WRITTEN INSTRUCTION 1:
Repeat the stretch of the forum post on gyro side-slips from "Once, a student" through "for such shenanigans." word for word.
WRITTEN INSTRUCTION 2:
Answer these from the forum post on gyro side-slips:
(a) What does it mean when the separate rotor brake light on the M24 is on?
(b) At about what height did the writer kick around before landing during the slipping approach in the Air Command?
(c) In which aircraft did the writer's student nearly stand on one pedal at about 75 mph IAS?

DOCUMENT SEGMENT:
################
Warning lights are easy to ignore, but not seeing any rrpm gets your attention fast.
The M24 has a separate rotor brake light. If the light is on, the rotor brake is engaged. And yes, some folks have ignored the warning light. And yes the aircraft flies with the rotor brake engaged. --But the rotor brake may not work very well after you have flown it engaged.
 
Regarding gyro side-slips in general, and not specifically with reference to this accident:

I have long enjoyed (not NEEDED, just enjoyed) slipping gyros. My mentors in the PRA Chapter 24 (Ron Menzie was one) did them in their Bensens way back in the day.

At one little airport that used to host an annual U.L. flyin hereabouts, there was often a gentle cross-wind from a sea breeze. It was possible to do a slow approach in the open-frame Air Command, slipping so that the nose pointed into the wind and across the runway, until you finally kicked around at about 75 feet and landed. In a stronger breeze, it was also fun to fly a small rectangular ground path in the Dominator, with the nose continually pointed into the wind, and the crosswind legs accomplished by slipping first one way, and then the other.

Once, a student of mine, who had FW experience, just about STOOD on one pedal of the Dominator at about 75 mph IAS. I was in the back seat. The roar of wind, sideways past my face and helmet, was impressive.

Please don't try any of this in a gyro with a low-slung open "tub" or enclosed pod body, unless it's been tested and passed for such shenanigans.

None of this slipping nonsense is necessary, of course. In a sport aircraft, however, fun is the mission. I believe that the designer should not tolerate avoidable coffin corners, just as a Pitts Special should not be so designed that you can't recover from a spin. Yes, you could placard the Pitts against spins, then fold your arms after the crash and say "I told you so." Is that really a satisfactory solution, though, in a "play" aircraft?

Proverse slip-roll coupling is not that hard to design out of a gyro. IMHO, this designing-out should be done, and verified by testing.
 
Regarding gyro side-slips in general, and not specifically with reference to this accident:

I have long enjoyed (not NEEDED, just enjoyed) slipping gyros. My mentors in the PRA Chapter 24 (Ron Menzie was one) did them in their Bensens way back in the day.
################
DATASET ROWS:
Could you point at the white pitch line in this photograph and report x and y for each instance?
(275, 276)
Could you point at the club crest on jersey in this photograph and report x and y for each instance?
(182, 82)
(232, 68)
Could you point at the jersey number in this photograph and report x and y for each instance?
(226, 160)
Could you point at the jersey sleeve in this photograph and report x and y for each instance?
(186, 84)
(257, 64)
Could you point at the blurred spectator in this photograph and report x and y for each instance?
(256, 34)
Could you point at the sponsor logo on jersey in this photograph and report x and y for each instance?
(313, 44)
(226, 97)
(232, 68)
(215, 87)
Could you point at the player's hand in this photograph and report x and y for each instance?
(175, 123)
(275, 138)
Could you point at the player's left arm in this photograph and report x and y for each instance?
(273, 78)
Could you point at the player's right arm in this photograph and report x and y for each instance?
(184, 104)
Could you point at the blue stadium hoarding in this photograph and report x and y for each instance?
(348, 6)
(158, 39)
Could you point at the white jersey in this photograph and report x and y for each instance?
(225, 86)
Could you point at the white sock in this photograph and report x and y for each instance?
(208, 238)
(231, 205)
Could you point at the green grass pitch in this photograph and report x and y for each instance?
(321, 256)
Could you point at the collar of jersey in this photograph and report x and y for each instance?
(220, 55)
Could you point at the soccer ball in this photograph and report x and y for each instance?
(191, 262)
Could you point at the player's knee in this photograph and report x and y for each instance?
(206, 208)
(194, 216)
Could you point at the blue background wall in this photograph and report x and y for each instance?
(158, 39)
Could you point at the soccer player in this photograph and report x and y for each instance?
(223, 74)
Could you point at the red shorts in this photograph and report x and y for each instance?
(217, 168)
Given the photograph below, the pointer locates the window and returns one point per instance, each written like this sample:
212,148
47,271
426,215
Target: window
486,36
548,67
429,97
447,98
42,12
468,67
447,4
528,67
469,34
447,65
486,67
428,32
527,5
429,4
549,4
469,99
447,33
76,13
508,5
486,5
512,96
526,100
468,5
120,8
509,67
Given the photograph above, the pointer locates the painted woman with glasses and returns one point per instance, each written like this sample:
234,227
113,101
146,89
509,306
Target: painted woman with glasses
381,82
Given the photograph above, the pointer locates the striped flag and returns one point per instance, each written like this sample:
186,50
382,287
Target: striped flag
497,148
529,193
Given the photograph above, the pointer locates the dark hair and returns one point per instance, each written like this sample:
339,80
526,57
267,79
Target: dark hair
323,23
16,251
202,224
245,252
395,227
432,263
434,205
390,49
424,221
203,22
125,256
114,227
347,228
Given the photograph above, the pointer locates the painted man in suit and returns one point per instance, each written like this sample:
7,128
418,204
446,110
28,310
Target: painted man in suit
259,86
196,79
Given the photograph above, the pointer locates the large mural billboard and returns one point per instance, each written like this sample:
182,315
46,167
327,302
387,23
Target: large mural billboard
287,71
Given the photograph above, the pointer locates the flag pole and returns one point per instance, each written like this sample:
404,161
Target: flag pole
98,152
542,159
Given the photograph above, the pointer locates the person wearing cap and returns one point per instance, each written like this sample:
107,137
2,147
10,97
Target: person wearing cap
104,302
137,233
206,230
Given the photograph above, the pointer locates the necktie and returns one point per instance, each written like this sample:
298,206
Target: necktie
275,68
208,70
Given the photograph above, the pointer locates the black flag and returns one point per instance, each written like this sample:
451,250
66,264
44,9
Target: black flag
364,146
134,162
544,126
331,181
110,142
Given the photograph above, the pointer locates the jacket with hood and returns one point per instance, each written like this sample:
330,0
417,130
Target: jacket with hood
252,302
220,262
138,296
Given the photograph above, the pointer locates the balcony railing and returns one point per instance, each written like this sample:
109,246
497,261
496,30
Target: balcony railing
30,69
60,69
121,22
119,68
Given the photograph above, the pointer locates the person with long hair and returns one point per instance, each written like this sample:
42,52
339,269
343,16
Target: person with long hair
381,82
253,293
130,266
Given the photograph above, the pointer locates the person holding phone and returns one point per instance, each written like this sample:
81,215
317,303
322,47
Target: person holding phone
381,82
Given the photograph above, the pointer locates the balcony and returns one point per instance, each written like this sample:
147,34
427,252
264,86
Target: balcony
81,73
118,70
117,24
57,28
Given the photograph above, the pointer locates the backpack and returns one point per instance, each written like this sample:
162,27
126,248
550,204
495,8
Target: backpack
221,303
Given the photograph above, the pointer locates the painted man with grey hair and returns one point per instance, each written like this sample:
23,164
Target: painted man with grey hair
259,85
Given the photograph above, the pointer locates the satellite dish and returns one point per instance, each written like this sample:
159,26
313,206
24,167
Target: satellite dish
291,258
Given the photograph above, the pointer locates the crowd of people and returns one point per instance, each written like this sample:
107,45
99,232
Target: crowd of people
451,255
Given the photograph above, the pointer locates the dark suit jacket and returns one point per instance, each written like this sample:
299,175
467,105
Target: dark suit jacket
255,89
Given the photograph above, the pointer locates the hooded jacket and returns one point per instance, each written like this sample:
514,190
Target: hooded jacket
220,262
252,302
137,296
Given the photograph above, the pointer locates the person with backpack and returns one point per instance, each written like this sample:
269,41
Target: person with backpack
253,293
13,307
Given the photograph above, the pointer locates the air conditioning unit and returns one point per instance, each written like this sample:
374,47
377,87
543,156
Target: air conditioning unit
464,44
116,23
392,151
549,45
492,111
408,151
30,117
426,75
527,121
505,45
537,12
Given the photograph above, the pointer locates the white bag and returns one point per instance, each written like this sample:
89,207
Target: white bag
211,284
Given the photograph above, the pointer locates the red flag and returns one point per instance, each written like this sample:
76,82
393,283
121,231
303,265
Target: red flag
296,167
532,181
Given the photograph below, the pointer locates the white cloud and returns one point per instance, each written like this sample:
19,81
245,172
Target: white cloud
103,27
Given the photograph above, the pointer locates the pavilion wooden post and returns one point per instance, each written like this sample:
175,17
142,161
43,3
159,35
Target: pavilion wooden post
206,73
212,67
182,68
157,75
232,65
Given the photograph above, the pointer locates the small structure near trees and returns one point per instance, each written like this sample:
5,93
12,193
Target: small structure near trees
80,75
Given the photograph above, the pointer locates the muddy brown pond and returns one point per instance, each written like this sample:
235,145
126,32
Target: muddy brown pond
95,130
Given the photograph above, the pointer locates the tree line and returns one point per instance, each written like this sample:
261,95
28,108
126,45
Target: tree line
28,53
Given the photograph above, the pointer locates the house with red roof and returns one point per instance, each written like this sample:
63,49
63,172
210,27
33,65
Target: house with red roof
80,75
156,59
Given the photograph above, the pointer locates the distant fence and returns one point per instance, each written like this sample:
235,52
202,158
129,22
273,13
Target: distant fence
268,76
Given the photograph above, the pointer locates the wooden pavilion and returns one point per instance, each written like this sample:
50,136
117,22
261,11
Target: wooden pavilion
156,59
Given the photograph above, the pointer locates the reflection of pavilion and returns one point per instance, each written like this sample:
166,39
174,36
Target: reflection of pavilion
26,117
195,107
################
FULL OUTPUT 1:
Once, a student of mine, who had FW experience, just about STOOD on one pedal of the Dominator at about 75 mph IAS. I was in the back seat. The roar of wind, sideways past my face and helmet, was impressive.

Please don't try any of this in a gyro with a low-slung open "tub" or enclosed pod body, unless it's been tested and passed for such shenanigans.

FULL OUTPUT 2:
(a) The rotor brake is engaged.
(b) About 75 feet.
(c) The Dominator.